Write out all of the items below again, word for word, without changing anything.

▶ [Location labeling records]
============================================================

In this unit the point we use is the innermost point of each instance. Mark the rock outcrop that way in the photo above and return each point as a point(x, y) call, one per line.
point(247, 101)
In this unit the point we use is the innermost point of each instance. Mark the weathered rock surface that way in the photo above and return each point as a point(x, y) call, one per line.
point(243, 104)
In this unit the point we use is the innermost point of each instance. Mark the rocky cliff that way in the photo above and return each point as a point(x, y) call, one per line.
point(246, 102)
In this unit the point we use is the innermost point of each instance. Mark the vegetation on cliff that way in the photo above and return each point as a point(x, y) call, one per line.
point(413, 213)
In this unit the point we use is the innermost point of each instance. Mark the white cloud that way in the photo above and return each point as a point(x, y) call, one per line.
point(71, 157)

============================================================

▶ [Result of the exercise]
In this unit the point we use is the innermost point of each instance. Mark the rock outcrop that way in the photo above and return each point as a point(x, y) call, one per line.
point(247, 101)
In this unit the point we use is the innermost point of each instance. Mark the weathered rock surface that way in the photo above and return each point as a point(x, y) call, one per line.
point(243, 104)
In this unit the point we use is the innermost point of each instance. Mark the rocky cliff that way in the photo above and return each point as a point(x, y) call, one per line.
point(246, 102)
In this unit the point we use is the innermost point of each instance. Mark the vegetation on cliff that way in the photo above and return each point as a point(x, y) call, one per line.
point(413, 213)
In this unit the point we use is the innermost point of each instance. Mark the white cloud that way in the photo above and return each point as a point(x, y) call, one per line.
point(71, 157)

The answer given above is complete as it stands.